Count how many lines of the data include the string "formatted", then say that number and stop.

+++ Provided entries

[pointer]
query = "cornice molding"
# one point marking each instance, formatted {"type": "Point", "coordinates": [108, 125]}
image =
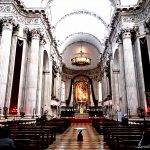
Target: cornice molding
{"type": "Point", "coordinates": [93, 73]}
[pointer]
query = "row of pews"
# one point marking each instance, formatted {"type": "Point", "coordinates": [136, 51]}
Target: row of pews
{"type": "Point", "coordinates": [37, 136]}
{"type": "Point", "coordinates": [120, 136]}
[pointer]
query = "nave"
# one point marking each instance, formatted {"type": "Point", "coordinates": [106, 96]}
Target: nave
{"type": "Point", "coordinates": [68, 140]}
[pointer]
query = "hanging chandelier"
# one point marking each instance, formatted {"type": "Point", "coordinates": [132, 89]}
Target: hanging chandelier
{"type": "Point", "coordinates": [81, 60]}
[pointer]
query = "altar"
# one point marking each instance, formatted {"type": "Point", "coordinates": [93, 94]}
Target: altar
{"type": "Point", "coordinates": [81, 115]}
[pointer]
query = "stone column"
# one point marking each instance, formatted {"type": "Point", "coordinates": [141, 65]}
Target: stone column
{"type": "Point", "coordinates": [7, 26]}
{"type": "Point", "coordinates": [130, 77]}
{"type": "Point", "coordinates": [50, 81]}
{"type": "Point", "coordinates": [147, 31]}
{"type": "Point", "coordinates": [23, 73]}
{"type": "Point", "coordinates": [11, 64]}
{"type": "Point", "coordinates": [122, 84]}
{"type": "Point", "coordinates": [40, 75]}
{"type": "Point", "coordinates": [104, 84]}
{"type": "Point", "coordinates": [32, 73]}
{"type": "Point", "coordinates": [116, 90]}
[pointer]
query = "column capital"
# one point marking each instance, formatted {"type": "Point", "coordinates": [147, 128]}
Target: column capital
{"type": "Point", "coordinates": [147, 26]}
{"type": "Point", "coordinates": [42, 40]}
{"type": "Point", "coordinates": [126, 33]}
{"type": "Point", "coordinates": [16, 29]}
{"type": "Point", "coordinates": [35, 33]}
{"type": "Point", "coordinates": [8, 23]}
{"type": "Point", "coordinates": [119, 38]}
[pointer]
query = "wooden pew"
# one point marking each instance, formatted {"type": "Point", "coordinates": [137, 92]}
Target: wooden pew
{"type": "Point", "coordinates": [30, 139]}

++++++
+++ Provided entries

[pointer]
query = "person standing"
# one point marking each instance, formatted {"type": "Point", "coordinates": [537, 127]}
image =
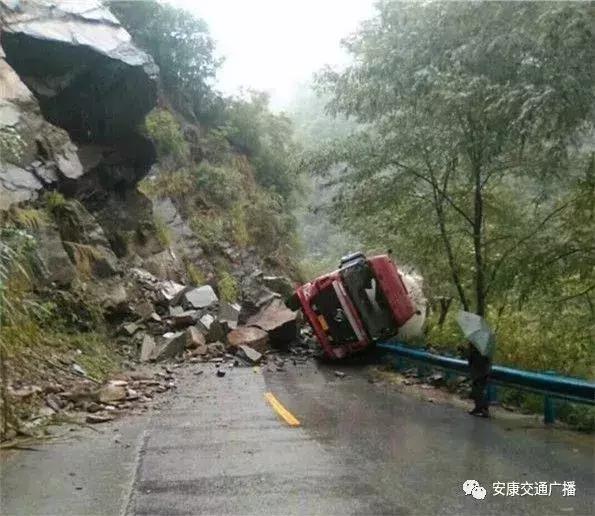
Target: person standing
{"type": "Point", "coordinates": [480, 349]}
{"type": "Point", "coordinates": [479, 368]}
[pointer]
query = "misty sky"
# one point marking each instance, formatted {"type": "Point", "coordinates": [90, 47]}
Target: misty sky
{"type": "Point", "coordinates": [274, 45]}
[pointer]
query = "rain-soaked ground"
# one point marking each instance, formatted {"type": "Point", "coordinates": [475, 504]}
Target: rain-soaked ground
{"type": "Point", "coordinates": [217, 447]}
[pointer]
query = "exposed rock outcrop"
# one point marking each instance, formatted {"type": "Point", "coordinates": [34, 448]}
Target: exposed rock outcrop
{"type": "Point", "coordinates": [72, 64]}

++++++

■ Exercise result: 12